QUESTIONS SUR L'EXTRAIT
• 1. Indiquez si chacune des affirmations suivantes concorde avec la lettre d'Ampère sur la classification des sciences, en répondant par oui ou par non et en citant textuellement les mots décisifs : (a) Ampère avait retenu la division en deux règnes plutôt que celle en cinq règnes. (b) La division des règnes doit se fonder uniquement sur l'objet étudié. (c) Ampère prévoit de passer à Avignon dans un mois environ.
• 2. Reprenez la lettre d'Ampère sur la classification des sciences et poursuivez-la à partir de sa dernière phrase.

EXTRAIT FOURNI

◇ ◇ ◇

Ampère, André-Marie à Proviseur du lycée d'Avignon (nom illisible)
Aix,
Le 24 juin 1831 Monsieur le proviseur, (d'Avignon, M…) Rien ne pouvait me faire plus de plaisir
que la lettre que vous venez de m'écrire au sujet de la classification des sciences. Je
vous en remercie avec une reconnaissance qu'il vous sera plus aisé de concevoir
qu'à moi de l'exprimer. J'ai été bien content que vous
préfériez la division en 5 règnes de celle où je n'en faisais que
deux. J'avais fait mon choix en faveur de la première, et c'est avec cinq règnes
que j'ai fait faire ici une nouvelle copie de mon tableau d'après un changement dans la
division de l'embranchement des sciences philosophiques, car ce n'est que depuis vous [sic] que
j'ai trouvé ce que c'est réellement que la science appelée
métaphysique, et comment on doit la définir. Dès lors la
métaphysique a dû remonter d'un rang, se placer entre la psychologie, et
ses subdivisions ont dû changer, la théodicée se trouvant reculée
à la 4ème subdivision, comme une science étiologique. C'est ce
que vous verrez dans une copie du tableau que je vous porterai lors de mon passage, dans 12 ou
15 jours à Avignon, ou que je vous enverrai avant si je puis. Mais ce nombre de
cinq règnes n'est pas définitif, vous n'en voudriez que trois, sciences
physiques, physiologiques, psychologiques, comme j'avais fait il y a deux ans, mais c'est
qu'alors j'avais oublié nombre de sciences qu'il est impossible de faire rentrer dans
cette division, comme la géographie politique, l'histoire, la stratiologie,
l'économie politique, &c. A mesure que je me suis aperçu des sciences
oubliées, j'ai ajouté à ces trois règnes, celui des sciences
sociales et celui des sciences chrestomatiques ou arts, car la connaissance des
procédés à suivre dans l'exercice de quelque art que ce soit est
évidemment une science. Posons quelques principes sans lesquels toute
classification naturelle des connaissances humaines est impossible, et qui font
disparaître d'avance une partie des objections que vous me présentez par fin de
non-recevoir. 1° C'est uniquement d'après l'objet qu'on étudie
que doit être faite la division des règnes, la méthode par laquelle on
l'étudie, raisonnement ou observation, n'y fait rien du tout. Dans
toutes les sciences sans exception, il y a des données de l'observation
auxquelles on applique le raisonnement. Je crois même que quand j'ai distingué les
deux embranchements des sciences mathématiques et physiques par un
caractère de ce genre, j'ai adopté une division artificielle et non
naturelle, car c'est par l'observation et non par le raisonnement
que nous savons que l'espace a trois dimensions, que deux droites perpendiculaires à une
3ème dans un même plan ne vont pas en s'écartant l'une de l'autre.

◇ ◇ ◇

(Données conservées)

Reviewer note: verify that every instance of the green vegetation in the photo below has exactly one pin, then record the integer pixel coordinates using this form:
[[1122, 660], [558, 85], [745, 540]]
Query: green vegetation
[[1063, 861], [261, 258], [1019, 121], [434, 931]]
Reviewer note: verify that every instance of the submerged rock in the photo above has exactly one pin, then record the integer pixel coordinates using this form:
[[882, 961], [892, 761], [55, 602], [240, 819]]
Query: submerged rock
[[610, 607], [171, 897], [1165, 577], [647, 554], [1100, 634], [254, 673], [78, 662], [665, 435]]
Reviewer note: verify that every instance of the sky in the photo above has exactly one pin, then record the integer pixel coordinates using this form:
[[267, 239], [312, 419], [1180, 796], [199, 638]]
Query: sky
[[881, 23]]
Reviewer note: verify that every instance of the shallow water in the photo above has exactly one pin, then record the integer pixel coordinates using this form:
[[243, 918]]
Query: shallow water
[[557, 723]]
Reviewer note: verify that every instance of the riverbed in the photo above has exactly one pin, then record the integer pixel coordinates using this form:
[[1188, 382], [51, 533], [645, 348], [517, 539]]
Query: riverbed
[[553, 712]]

◇ ◇ ◇

PROBLÈMES RÉSOLUS
• 1.
(a) Non : « J'avais fait mon choix en faveur de la première » (la division en 5 règnes).
(b) Oui : « C'est uniquement d'après l'objet qu'on étudie que doit être faite la division des règnes ».
(c) Non : « lors de mon passage, dans 12 ou 15 jours à Avignon ».

• 2.
2° Que l'immatérialité de l'âme doit être le résultat de
la science, mais ne peut être un point de départ d'une classification des
connaissances humaines, qui doit dire voilà les divisions d'où je pars, ces
divisions restent les mêmes pour les idéalistes, les spinosistes, &c. car ce
sont des faits généraux indépendants de toute manière de voir sur
la nature des êtres. 3° Quand on étudie un objet, on peut le
comparer à d'autres, emprunter des faits appartenant à d'autres sciences, mais
c'est toujours pour mieux connaître cet objet. Or comme il ne peut pas
être un autre objet que lui-même, des sciences physico-physiologiques,
physiologico-psychologiques, &c. sont évidemment des non-sens. 4°
Qu'importe à la nature de la mécanique qu'on la traite par le
raisonnement ou par l'expérience, c'est toujours la science dont
l'objet est l'étude des mouvements et des forces. Après avoir
défini la morale dans l'extension que je donne à ce mot, les
Caractères de La Bruyère, fondés sur la seule observation des
hommes qu'on rencontre dans la société, sont compris dans cette science
(subdivision de l'ethnographie), comme le Traité de la raison pratique de Kant,
toute a priori, et faisant partie de la dernière subdivision (la
thélésiologie). 5° Les subdivisions des sciences peuvent être
poussées indéfiniment, de là des sciences du 3ème ordre,
du 4ème ordre. Par exemple la zoologie (science du 1er ordre) se subdivise en
ces 4 sciences du 2ndordre, par les 4 degrés successifs de connaissance,
zoographie, anatomie animale, zoonomie, physiologie animale. Si l'on se borne à une
classe ou même à une espèce d'animal, on la divisera en ces sciences du
3ème ordre : - anthropologie (1) - mammalogie (2) - ornithologie
(3) - ichtyologie (4) &c. D'après les objets particuliers, comme les
sciences du premier ordre d'après les objets généraux, - l'homme
(1) - les mammifères (2) - les oiseaux (3) - les poissons (4)
&c. Puis ces sciences du 3ème ordre se subdivisent en ce que
j'appelle les sciences du 4ème ordre d'arès les 4 degrés
successifs de connaissances, ainsi : (1) anthropographie. anatomie humaine.
anthroponomie. physiologie humaine. (2) mammographie. mammotomie. mammonomie. physiologie
des mammifères. (3) ornithographie. ornithotomie. ornithonomie. physiologie des
oiseaux. (4) ichtyographie. ichtyotomie. ichtyonomie. physiologie des oiseaux.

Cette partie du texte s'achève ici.